#### Material for the task
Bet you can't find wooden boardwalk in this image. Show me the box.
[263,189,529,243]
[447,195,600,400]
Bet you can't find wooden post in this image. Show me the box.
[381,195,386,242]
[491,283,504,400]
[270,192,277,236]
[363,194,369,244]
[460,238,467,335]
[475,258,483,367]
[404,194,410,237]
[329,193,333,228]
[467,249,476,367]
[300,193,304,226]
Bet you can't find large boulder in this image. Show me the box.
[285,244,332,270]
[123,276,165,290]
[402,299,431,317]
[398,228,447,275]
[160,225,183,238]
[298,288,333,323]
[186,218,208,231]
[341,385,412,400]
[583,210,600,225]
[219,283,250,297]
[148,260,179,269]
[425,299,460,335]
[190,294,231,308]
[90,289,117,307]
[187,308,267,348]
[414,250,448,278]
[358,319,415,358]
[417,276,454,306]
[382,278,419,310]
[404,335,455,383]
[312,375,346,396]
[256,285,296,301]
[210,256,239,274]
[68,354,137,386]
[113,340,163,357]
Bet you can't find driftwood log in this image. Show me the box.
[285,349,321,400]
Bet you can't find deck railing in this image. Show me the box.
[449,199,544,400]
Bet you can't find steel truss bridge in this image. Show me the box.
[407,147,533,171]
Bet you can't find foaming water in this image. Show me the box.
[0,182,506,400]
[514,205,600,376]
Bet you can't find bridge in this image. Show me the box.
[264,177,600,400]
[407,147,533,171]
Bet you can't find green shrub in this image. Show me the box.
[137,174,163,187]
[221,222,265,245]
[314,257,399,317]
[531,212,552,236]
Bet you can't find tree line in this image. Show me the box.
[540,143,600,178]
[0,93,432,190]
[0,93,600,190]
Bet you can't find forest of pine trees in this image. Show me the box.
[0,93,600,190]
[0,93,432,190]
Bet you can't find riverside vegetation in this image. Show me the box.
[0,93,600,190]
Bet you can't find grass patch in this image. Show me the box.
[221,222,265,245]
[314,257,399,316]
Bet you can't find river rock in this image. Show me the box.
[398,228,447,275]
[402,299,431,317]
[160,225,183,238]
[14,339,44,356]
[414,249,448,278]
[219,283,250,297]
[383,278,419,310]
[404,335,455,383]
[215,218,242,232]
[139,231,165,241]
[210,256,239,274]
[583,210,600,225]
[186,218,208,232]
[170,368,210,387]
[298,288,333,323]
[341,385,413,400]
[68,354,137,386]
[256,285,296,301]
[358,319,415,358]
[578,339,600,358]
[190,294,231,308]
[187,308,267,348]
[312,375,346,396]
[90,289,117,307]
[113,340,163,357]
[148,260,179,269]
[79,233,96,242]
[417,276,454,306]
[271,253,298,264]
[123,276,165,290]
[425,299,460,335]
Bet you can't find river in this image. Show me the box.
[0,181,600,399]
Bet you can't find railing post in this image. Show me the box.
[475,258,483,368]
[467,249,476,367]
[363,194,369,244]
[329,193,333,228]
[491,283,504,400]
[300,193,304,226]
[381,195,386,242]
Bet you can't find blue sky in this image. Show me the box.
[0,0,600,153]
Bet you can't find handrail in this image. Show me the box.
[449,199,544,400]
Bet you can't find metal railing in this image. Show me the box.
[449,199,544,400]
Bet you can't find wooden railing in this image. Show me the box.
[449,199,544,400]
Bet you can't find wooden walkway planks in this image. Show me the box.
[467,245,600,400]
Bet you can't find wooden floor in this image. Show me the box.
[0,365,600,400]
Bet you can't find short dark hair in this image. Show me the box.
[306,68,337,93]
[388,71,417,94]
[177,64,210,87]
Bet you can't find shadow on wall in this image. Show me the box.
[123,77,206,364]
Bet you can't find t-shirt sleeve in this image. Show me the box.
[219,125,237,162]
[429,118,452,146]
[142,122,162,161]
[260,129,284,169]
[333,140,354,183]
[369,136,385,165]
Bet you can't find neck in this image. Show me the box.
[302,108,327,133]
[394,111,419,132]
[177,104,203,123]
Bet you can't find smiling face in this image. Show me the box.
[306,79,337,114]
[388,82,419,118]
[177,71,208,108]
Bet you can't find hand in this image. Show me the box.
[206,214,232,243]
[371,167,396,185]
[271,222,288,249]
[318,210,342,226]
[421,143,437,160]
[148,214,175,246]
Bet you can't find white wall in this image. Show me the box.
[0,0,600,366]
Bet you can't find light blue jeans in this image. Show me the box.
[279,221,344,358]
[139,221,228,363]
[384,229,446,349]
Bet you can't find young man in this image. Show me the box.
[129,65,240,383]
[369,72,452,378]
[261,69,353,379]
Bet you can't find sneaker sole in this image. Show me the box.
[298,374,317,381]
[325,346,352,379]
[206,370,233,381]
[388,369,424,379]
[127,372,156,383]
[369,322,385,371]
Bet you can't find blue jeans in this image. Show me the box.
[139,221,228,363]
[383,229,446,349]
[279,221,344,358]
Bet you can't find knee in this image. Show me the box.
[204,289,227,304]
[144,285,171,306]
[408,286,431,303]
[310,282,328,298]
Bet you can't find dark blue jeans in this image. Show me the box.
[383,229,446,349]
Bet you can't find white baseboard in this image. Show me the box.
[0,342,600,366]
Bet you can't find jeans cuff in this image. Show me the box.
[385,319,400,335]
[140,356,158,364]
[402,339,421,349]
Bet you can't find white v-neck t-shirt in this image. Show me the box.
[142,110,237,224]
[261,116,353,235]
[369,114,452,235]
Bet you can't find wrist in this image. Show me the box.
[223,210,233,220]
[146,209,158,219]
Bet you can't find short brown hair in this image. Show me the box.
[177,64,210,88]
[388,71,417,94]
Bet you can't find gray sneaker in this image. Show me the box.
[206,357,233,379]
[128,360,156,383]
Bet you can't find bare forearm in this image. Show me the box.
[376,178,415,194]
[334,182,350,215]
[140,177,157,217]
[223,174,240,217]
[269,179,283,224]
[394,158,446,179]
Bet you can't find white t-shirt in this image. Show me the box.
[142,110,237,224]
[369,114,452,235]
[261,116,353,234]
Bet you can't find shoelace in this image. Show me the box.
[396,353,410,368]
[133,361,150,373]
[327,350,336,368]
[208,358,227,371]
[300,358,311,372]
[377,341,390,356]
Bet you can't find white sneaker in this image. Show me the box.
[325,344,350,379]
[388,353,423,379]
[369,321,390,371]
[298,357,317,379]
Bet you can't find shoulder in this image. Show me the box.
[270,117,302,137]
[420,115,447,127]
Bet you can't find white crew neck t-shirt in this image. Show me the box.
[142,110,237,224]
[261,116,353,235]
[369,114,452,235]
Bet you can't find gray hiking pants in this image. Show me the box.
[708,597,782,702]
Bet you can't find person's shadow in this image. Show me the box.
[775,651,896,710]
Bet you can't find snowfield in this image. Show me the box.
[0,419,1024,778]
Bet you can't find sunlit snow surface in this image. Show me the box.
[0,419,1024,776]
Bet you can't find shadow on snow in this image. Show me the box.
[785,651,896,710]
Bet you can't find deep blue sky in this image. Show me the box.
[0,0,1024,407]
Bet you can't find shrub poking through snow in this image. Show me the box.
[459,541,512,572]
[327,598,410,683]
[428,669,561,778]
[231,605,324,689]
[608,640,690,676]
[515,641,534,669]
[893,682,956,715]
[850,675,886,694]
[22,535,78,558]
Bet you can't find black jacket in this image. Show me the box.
########
■ **What needs to be done**: Starting at the first line of the material and stopping after the line that contains "[447,195,600,400]", write those lines out again, requests included. Shift every bounding-box coordinate in the answers by -85.

■ **Exercise response**:
Bet you can't find wooden boardwalk in this image. Show me the box.
[178,104,444,158]
[362,110,515,315]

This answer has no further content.